━━ Material for this exercise

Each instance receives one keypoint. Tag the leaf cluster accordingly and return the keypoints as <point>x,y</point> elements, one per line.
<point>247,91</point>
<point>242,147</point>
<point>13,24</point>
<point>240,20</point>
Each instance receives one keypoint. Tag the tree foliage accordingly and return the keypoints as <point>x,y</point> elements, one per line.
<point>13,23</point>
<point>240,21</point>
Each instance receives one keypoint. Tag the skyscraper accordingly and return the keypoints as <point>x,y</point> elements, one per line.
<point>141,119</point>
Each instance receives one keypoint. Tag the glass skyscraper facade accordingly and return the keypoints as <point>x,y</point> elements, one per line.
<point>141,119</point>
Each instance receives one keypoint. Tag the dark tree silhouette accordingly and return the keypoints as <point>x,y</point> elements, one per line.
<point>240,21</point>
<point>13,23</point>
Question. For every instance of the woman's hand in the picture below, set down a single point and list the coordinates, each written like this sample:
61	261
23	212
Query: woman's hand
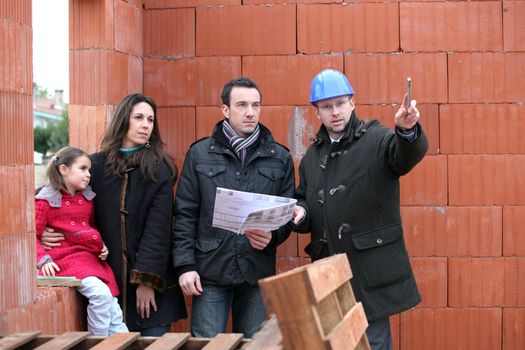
145	300
259	239
50	238
104	253
49	269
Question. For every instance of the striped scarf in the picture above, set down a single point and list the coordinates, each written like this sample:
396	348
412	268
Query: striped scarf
239	144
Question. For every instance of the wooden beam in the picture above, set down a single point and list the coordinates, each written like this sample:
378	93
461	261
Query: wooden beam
64	341
224	341
18	339
268	338
169	341
117	341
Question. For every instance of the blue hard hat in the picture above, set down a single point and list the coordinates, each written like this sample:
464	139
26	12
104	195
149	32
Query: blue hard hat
329	83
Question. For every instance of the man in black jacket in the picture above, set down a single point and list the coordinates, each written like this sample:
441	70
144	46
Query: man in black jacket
219	268
348	198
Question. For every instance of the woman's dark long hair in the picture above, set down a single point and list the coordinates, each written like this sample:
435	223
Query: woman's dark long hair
147	159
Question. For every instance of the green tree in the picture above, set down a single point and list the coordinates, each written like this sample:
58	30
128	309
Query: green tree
42	136
59	136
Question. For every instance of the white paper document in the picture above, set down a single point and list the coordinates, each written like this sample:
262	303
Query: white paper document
239	211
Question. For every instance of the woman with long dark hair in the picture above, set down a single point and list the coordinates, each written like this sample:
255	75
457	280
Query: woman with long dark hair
133	178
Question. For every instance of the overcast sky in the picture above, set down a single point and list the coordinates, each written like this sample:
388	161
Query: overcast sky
50	45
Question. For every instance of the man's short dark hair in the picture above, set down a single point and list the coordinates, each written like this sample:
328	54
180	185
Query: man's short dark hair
237	82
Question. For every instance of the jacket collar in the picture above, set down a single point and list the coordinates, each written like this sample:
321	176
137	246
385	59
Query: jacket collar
54	196
265	145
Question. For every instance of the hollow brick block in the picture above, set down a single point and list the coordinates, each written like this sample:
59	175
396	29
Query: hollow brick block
91	24
464	128
238	30
16	114
429	119
479	77
431	278
486	282
285	80
486	179
87	125
129	27
177	129
169	33
166	4
434	26
513	328
381	78
102	76
453	231
367	27
451	328
514	231
189	82
514	25
426	184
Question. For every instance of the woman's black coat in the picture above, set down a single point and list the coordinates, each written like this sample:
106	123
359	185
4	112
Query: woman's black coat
148	220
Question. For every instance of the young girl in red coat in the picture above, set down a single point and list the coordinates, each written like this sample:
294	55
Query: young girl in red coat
66	205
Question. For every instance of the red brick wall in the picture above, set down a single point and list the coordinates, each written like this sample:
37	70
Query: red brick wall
23	307
463	206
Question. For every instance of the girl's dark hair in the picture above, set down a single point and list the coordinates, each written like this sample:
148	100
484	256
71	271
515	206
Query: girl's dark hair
147	159
65	156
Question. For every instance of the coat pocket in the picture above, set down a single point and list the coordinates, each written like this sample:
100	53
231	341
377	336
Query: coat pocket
207	245
210	170
381	256
317	249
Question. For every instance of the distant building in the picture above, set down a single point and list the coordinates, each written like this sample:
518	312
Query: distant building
48	110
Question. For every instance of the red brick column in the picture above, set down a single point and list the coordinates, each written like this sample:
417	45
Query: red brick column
17	252
105	43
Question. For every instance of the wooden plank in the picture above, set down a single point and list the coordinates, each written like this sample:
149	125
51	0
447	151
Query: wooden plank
117	341
346	298
328	313
58	281
65	341
328	274
224	341
268	338
170	341
18	339
348	333
363	343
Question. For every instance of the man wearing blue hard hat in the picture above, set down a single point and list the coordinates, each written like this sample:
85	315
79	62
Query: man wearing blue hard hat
348	198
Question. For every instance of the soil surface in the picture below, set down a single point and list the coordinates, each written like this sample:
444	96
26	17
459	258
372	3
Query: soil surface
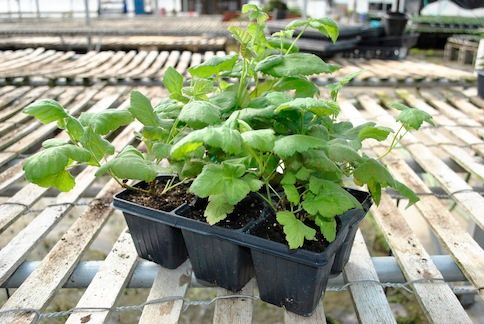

━━━━

What the task requires ->
Write only the number of lines in the data where the word "below" occurs.

Exercise output ->
2